**Text block**
Anyway, whats the advice for dealing with potential ice. Do i need to change tyres or will just taking it a bit slower/easier suffice? Where will it be most slippy? Sections sheltered from the early morning sun? I have a few cobbles and a level crossing and tram tracks to contend with too do they get slippy or is smooth tarmac the worst? Any other tips?


----------



## Easytigers (11 Oct 2015)

Just go slower and take more care...if you feel that it's not safe to ride...DON'T! Watch out for road marking that might have frosted over...can be like an ice-rink :-)


----------



## Supersuperleeds (11 Oct 2015)

My mantra: If there is ice then the ice tyres are used. Yes they are much slower, but I know I ain't going to have an off because of the ice.


----------



## summerdays (11 Oct 2015)

Cobbles, shade etc are places where you need to watch out for ice, but the worst conditions are when there is black ice - then you just don't know where the ice is and I do need spiked tyres really to feel vaguely confident. Frost isn't too bad, apart from on line markings.


----------



## JoshM (11 Oct 2015)

**Data extract**
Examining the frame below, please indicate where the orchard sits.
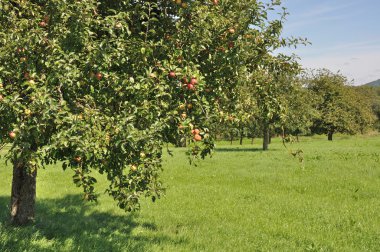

**Written task**
Repeat the passage from the thread about cycling on ice above, starting with "## Easytigers (11" and going on through "an ice-rink :-)".

**The completed task**
## Easytigers (11 Oct 2015)

Just go slower and take more care...if you feel that it's not safe to ride...DON'T! Watch out for road marking that might have frosted over...can be like an ice-rink :-)